Exercise prompt: Any pictures in the records below must be left out when you repeat the lines from the line containing "Where can the pale" through the line containing "Where can the aircraft wheel" exactly.

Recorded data
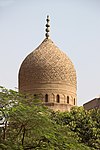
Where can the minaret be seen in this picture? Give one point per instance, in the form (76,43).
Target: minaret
(47,27)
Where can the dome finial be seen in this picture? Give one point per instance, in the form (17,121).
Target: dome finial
(47,27)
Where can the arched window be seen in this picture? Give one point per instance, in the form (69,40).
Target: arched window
(74,101)
(58,99)
(46,98)
(68,99)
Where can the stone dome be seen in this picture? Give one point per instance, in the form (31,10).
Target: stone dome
(47,71)
(46,64)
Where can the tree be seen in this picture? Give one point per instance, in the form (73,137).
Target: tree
(85,124)
(32,126)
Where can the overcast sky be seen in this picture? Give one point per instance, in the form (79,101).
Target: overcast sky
(75,29)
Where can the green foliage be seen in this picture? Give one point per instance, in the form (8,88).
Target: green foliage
(85,124)
(29,125)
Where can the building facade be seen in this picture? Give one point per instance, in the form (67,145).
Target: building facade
(47,71)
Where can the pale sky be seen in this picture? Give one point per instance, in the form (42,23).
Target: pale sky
(75,29)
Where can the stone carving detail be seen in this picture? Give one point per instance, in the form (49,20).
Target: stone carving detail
(47,70)
(47,63)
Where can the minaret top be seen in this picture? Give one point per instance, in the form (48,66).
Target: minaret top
(47,27)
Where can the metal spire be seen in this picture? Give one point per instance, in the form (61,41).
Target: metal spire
(47,27)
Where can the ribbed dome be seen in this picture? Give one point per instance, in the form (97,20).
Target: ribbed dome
(46,64)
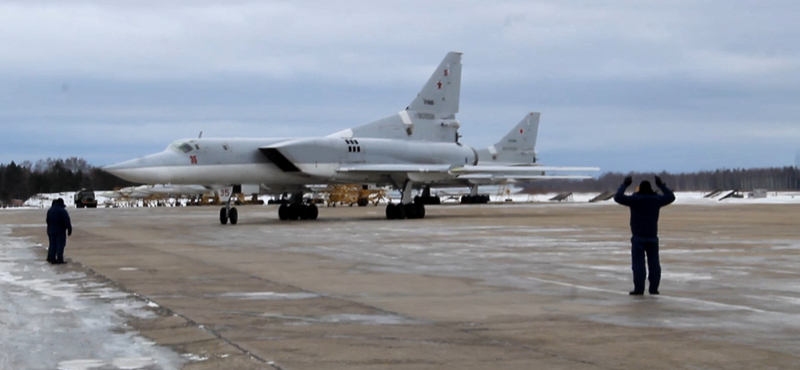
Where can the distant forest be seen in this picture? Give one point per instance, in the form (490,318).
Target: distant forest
(772,179)
(21,181)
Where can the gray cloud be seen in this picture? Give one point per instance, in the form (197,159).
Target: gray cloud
(676,85)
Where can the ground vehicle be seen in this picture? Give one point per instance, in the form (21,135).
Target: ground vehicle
(85,198)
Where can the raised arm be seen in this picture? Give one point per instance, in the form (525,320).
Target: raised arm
(620,197)
(668,196)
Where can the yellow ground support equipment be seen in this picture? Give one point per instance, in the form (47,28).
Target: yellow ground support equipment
(352,194)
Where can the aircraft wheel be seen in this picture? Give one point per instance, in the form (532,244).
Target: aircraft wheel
(411,211)
(294,211)
(313,212)
(233,215)
(283,212)
(223,216)
(304,211)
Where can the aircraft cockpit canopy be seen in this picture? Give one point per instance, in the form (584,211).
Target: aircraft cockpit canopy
(181,147)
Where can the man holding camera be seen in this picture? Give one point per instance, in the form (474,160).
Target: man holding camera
(645,205)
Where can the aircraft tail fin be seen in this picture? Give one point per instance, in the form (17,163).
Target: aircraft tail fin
(518,146)
(430,117)
(440,95)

Exercise solution:
Where can the pale sky be seen in this picture? Give one point per instance, in the form (42,23).
Target: pale sky
(75,29)
Where can the stone carving detail be seen in this picture? Give one point per instance, in the form (49,20).
Target: stone carving detail
(47,70)
(47,63)
Where can the minaret top be seen in this picture? Give one point per instance, in the form (48,66).
Target: minaret top
(47,27)
Where can the metal spire be seen in this picture? Give one point per instance, in the form (61,41).
Target: metal spire
(47,27)
Where can the ribbed dome be seen in this picture? Give one point per instance, in the form (97,20).
Target: ribbed dome
(46,64)
Where can the distant forest be seen in this picture? Give one point per instance, in the form (490,318).
Target: distant forest
(772,179)
(21,181)
Where can the gray cloud be seen in this picture? Give one point per instance, in the form (197,159).
Target: gray cloud
(676,85)
Where can the ground vehicle be seen in this picture? Give one point per instance, in the form (21,135).
Target: ground vehicle
(85,198)
Where can the raised arm be seen in this picture? Give one point per instance, in the form (525,320).
Target: raised arm
(620,197)
(668,196)
Where can the yellow ground support equipment be seen in this picture? Give one point per instance, in the form (47,28).
Target: yellow ground support equipment
(352,194)
Where can the aircraft wheel be seen in this picture? Give one point per instance, in the form (532,244).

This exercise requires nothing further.